• WHAT YOU ARE ASKED TO DO: Transcribe every entry precisely, omitting nothing.

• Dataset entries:
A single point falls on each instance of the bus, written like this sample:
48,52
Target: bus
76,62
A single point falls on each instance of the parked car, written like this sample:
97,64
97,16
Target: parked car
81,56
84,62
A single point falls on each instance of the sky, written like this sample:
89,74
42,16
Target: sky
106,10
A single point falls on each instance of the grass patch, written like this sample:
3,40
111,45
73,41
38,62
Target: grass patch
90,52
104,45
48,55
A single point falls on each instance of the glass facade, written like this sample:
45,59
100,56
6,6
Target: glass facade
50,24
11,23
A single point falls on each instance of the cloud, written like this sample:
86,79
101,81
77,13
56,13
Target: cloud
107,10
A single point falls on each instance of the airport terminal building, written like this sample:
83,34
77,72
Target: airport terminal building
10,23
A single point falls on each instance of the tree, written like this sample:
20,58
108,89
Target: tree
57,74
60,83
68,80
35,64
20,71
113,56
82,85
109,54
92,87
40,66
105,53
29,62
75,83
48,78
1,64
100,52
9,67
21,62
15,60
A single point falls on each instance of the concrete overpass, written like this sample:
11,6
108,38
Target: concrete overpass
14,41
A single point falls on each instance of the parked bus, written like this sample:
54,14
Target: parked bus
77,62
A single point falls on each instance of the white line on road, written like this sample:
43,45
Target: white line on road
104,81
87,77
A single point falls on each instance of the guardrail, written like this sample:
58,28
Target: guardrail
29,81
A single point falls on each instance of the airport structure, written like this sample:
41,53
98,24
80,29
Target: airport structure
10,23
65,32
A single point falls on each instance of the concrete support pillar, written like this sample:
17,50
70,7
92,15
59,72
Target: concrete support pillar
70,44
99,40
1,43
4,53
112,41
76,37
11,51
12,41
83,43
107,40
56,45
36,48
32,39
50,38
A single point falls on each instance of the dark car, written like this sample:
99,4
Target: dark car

• RESPONSE TO THIS TASK:
A single point falls on each instance of the bus, written like this sample:
48,52
Target: bus
76,62
A single point falls on each instance of the parked car, written like this sample:
97,64
97,16
Target: parked car
81,56
84,62
A single point falls on each instance of the sky, written like this sample:
89,74
42,16
Target: sky
106,10
A single point falls on each instance of the grass patch, written like this sample:
3,40
111,45
73,41
38,62
Target: grass patch
90,52
104,45
48,55
A single point falls on each instance of the glass facade, written like this sample:
45,59
100,56
6,6
Target: glass facade
50,24
11,23
A single point falls on each instance of the cloud, written like this sample:
86,79
101,81
77,13
56,13
Target: cloud
107,10
A single point falls on each instance of the airport terminal building, written like this sample:
83,34
77,72
Target: airport terminal building
10,23
A single point falls on each instance of the tree, written like this sample:
20,58
108,89
Target: tree
57,74
60,83
68,80
35,64
20,71
113,56
82,85
109,54
92,87
40,66
105,53
29,62
75,83
48,78
1,64
100,52
9,67
21,62
15,60
A single point falls on each instance of the concrete overpass, written like this sample:
11,6
108,38
Target: concrete overpass
14,41
A single point falls on each instance of the parked bus, written like this sample:
54,14
Target: parked bus
77,62
A single point falls on each instance of the white line on road, written like this sample:
43,45
Target: white line on road
104,81
87,77
A single point falls on each instance of the guardrail, written like this sample:
58,28
Target: guardrail
29,81
A single point falls on each instance of the airport structure, written like this sample:
41,53
98,24
80,29
Target: airport structure
10,23
65,32
A single point falls on each instance of the concrete support pillar, written like this sample:
17,50
70,7
92,15
59,72
Target: concrete support pillar
70,44
99,40
1,43
4,53
112,41
76,37
11,51
12,41
83,43
107,40
56,45
36,48
32,39
50,38
A single point falls on each instance of the dark car, written like this sample:
99,4
Target: dark car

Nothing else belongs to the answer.